Aim of the exercise: Write out the listing below line for line, changing nothing.

[Excerpts from a location annotation dataset]
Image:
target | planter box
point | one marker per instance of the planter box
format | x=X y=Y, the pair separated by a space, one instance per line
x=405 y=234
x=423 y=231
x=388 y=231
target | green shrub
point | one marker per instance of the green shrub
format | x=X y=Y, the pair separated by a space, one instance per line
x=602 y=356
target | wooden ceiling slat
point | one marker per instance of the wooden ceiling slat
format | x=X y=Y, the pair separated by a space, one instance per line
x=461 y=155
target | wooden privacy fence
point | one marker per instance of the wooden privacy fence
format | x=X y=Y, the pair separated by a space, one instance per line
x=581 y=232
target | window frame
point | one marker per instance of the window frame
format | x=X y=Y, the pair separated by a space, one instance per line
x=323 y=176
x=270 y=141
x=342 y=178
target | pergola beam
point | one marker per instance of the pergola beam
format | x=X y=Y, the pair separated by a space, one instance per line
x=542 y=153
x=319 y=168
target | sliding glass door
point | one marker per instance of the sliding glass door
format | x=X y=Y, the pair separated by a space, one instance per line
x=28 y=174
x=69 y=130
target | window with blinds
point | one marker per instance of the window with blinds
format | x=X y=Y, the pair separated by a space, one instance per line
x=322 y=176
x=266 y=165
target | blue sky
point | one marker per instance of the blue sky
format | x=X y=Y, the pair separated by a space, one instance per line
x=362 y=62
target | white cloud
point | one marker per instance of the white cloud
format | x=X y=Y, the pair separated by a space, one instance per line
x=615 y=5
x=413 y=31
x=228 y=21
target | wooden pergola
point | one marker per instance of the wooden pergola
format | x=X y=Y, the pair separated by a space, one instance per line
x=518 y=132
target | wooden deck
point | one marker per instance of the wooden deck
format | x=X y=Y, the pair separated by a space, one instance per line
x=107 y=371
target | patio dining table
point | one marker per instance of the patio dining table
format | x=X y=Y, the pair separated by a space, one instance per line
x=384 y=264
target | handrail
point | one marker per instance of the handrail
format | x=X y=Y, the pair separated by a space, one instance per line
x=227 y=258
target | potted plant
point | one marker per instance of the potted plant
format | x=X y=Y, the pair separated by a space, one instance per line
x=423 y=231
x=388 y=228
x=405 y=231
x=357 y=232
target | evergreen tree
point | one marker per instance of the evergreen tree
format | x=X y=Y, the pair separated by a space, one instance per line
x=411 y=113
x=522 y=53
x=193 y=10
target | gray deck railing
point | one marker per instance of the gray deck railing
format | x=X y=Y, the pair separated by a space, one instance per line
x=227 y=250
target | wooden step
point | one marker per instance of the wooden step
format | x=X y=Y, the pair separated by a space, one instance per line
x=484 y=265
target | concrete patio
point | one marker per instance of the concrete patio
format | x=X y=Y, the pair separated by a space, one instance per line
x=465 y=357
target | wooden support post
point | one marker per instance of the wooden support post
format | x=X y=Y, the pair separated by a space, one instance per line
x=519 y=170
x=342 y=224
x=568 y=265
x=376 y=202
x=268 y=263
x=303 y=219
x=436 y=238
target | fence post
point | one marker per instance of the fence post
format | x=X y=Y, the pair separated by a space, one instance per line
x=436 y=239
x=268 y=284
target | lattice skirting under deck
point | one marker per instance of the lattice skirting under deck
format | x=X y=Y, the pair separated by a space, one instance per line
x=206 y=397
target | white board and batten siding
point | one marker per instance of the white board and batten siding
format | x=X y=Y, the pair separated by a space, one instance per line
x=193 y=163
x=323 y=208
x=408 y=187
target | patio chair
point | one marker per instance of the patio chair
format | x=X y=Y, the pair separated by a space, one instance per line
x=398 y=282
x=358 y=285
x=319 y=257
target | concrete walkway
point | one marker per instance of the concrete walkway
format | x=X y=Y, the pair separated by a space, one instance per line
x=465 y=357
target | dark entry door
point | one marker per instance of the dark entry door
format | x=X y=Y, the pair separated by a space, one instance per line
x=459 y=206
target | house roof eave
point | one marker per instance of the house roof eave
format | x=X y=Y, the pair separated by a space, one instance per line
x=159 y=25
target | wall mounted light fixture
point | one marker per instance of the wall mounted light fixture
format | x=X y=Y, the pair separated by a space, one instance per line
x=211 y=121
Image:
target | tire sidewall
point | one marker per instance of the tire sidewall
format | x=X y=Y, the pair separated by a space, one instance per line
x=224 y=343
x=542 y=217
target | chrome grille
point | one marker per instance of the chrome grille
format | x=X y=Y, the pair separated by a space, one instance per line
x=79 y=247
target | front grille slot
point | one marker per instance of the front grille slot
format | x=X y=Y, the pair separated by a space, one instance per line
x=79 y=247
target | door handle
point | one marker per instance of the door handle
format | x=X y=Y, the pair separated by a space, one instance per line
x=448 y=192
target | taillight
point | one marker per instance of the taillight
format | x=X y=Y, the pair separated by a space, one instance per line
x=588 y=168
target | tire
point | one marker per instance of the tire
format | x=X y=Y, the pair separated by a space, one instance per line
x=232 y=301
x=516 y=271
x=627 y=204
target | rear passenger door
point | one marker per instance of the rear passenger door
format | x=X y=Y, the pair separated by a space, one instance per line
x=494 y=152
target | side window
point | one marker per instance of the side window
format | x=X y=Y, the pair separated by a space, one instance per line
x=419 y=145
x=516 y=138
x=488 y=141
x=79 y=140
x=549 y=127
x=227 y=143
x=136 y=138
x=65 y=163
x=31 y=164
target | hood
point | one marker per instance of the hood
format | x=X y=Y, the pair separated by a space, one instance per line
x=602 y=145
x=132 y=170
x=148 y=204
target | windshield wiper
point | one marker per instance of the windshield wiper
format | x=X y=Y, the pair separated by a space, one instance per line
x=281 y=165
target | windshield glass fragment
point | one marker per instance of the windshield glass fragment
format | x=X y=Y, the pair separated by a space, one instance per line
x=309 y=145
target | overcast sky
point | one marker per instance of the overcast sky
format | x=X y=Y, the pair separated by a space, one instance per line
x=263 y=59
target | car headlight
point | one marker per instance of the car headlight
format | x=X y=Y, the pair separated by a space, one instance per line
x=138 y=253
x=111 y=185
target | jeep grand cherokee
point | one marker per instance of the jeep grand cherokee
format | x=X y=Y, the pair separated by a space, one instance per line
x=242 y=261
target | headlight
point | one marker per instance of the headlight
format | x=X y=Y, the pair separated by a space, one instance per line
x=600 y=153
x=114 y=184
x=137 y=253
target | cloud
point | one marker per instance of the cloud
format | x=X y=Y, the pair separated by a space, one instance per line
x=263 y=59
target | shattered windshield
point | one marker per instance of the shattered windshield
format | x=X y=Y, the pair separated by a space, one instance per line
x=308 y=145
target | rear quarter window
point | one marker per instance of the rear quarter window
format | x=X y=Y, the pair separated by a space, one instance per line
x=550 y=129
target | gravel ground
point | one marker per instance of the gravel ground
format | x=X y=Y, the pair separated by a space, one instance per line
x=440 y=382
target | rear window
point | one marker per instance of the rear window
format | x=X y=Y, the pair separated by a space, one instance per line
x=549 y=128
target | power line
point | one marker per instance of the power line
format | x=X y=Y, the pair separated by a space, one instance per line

Output below:
Image:
target | planter box
point | one marker per instance of the planter box
format | x=X y=Y, the pair separated by a space, one instance per line
x=405 y=234
x=423 y=231
x=388 y=231
target | green shrub
point | one marker per instance of the green shrub
format | x=X y=Y, the pair separated by a space, one instance per line
x=602 y=356
target | wooden ceiling slat
point | one marker per instance of the wooden ceiling slat
format | x=X y=Y, the pair separated by a space, one instance per line
x=461 y=155
target | wooden privacy fence
point | one marker per instance of the wooden privacy fence
format | x=X y=Y, the pair separated by a space, one instance per line
x=581 y=232
target | window frame
point | one marker per instance of the window frame
format | x=X y=Y, the pair separated by a space, one instance per line
x=323 y=176
x=270 y=141
x=342 y=178
target | pergola beam
point | one marker per instance of the pergola beam
format | x=X y=Y, the pair separated by a space, one instance per line
x=542 y=153
x=319 y=168
target | sliding glass door
point | one marker per instance of the sliding glass door
format | x=X y=Y, the pair separated by a space, one instance per line
x=28 y=174
x=69 y=130
target | window with blinds
point | one marker per instance of the window with blinds
format | x=X y=Y, the pair separated by a space, one instance per line
x=322 y=176
x=266 y=165
target | blue sky
point | one marker per instance of the blue sky
format | x=X y=Y, the pair separated by a space, one instance per line
x=362 y=62
target | white cloud
point | one marker per instance of the white cloud
format | x=X y=Y, the pair separated by a space, one instance per line
x=615 y=5
x=413 y=31
x=228 y=21
target | wooden pergola
point | one marker per instance of the wooden pergola
format | x=X y=Y, the pair separated by a space, one instance per line
x=518 y=132
target | wooden deck
point | one marker per instance of the wooden deck
format | x=X y=Y, the pair separated by a space, one instance per line
x=107 y=371
target | patio dining table
point | one marker per instance of the patio dining table
format | x=X y=Y, the pair separated by a space, one instance per line
x=384 y=264
target | handrail
point | one marker per instance of the handrail
format | x=X y=Y, the pair separated by a space, one instance per line
x=227 y=258
target | potted plant
point | one marker per instance of the potted plant
format | x=X y=Y, the pair separated by a space, one instance per line
x=423 y=231
x=388 y=228
x=405 y=231
x=357 y=232
target | evergreen tree
point | one marker per instance of the evergreen tree
format | x=X y=Y, the pair separated by a space, one instance per line
x=411 y=113
x=522 y=53
x=193 y=10
target | gray deck railing
point | one marker per instance of the gray deck railing
format | x=X y=Y, the pair separated by a space, one instance per line
x=227 y=250
target | wooden step
point | one marker per instance of the wooden step
format | x=X y=Y, the pair separated by a space, one instance per line
x=484 y=265
target | concrete patio
point | one marker per instance of the concrete patio
format | x=X y=Y, the pair separated by a space, one instance per line
x=465 y=357
target | wooden support post
point | one marker per instance of the wooden support post
format | x=X y=Y, the pair separated by a space, one instance per line
x=519 y=170
x=342 y=224
x=568 y=265
x=376 y=202
x=268 y=263
x=303 y=219
x=436 y=238
target | fence post
point | one marker per instance of the fence post
format | x=X y=Y, the pair separated by a space, one instance per line
x=436 y=239
x=268 y=284
target | lattice skirting under deck
point | one marker per instance of the lattice skirting under deck
format | x=X y=Y, the pair separated by a space, one instance per line
x=206 y=397
target | white board and batten siding
point | one marker per instance of the white board and batten siding
format | x=X y=Y, the pair separated by a space, one instance per line
x=193 y=163
x=323 y=208
x=408 y=187
target | patio chair
point | one marker per instance of the patio chair
format | x=X y=Y, the pair separated by a space, one instance per line
x=398 y=282
x=358 y=285
x=319 y=257
target | concrete walkway
point | one marker per instance of the concrete walkway
format | x=X y=Y, the pair separated by a space, one instance per line
x=465 y=357
target | dark entry door
point | one marker per instance of the dark entry door
format | x=X y=Y, the pair separated by a space, one instance per line
x=459 y=206
target | house roof eave
point | one marker per instance of the house roof eave
format | x=X y=Y, the pair separated by a space, one instance per line
x=159 y=25
target | wall mounted light fixture
point | one marker per instance of the wall mounted light fixture
format | x=X y=Y, the pair separated by a space, one instance per line
x=211 y=121
Image:
target | tire sidewall
point | one marker per instance of the tire sidewall
format | x=X y=Y, the pair separated by a space, one instance per line
x=224 y=343
x=542 y=217
target | chrome grille
point | one marker per instance of the chrome grille
format | x=X y=Y, the pair separated by a space, one instance per line
x=79 y=247
target | front grille slot
point | one marker per instance of the front grille slot
format | x=X y=Y, the pair separated by a space, one instance per line
x=79 y=247
target | door handle
point | one marker per instance of the door handle
format | x=X y=Y, the pair separated by a space, one instance per line
x=448 y=192
target | taillight
point | one marker per instance of the taillight
format | x=X y=Y, the pair separated by a space, one instance per line
x=588 y=168
target | tire
point | one marker per instance of the tire
format | x=X y=Y, the pair separated by a space, one instance per line
x=232 y=301
x=516 y=271
x=627 y=204
target | rear passenger door
point | one marker per instance of the rear passenger door
format | x=X y=Y, the pair separated by a space, one instance per line
x=494 y=152
target | side window
point | one marker per instance of the side window
format | x=X y=Y, the pair separated by a space, one instance per line
x=419 y=145
x=516 y=138
x=488 y=141
x=79 y=140
x=549 y=127
x=227 y=143
x=136 y=138
x=65 y=163
x=31 y=164
target | hood
point | one marker per instance of the hood
format | x=X y=Y, the pair separated by a space, one instance per line
x=602 y=145
x=132 y=170
x=148 y=204
target | windshield wiper
point | one marker per instance of the windshield wiper
format | x=X y=Y, the pair separated by a space, one instance per line
x=281 y=165
target | windshield glass fragment
point | one marker per instance of the windshield glass fragment
format | x=X y=Y, the pair separated by a space, one instance per line
x=309 y=145
target | overcast sky
point | one marker per instance of the overcast sky
format | x=X y=Y, the pair separated by a space, one instance per line
x=263 y=59
target | car headlight
point | one marker per instance of the car headlight
format | x=X y=Y, the pair separated by a space, one instance per line
x=138 y=253
x=111 y=185
target | jeep grand cherokee
point | one marker per instance of the jeep grand cherokee
format | x=X y=Y, the pair separated by a space, one instance per line
x=242 y=261
target | headlight
point | one marker per instance of the headlight
format | x=X y=Y, the pair separated by a space, one instance per line
x=600 y=153
x=114 y=184
x=137 y=253
target | cloud
point | one marker per instance of the cloud
format | x=X y=Y, the pair separated by a space, one instance per line
x=263 y=59
target | shattered windshield
point | one marker per instance of the shattered windshield
format | x=X y=Y, the pair separated by a space, one instance per line
x=308 y=145
target | rear quarter window
point | one marker per instance of the rear quarter window
format | x=X y=Y, the pair separated by a space, one instance per line
x=550 y=129
target | gravel ground
point | one marker per instance of the gravel ground
format | x=X y=Y, the pair separated by a space, one instance per line
x=440 y=382
target | rear window
point | one marker per instance of the rear window
format | x=X y=Y, the pair separated by a space, one instance per line
x=549 y=128
target | power line
point | one marker per instance of the power line
format | x=X y=Y, the pair separated by a space, one instance per line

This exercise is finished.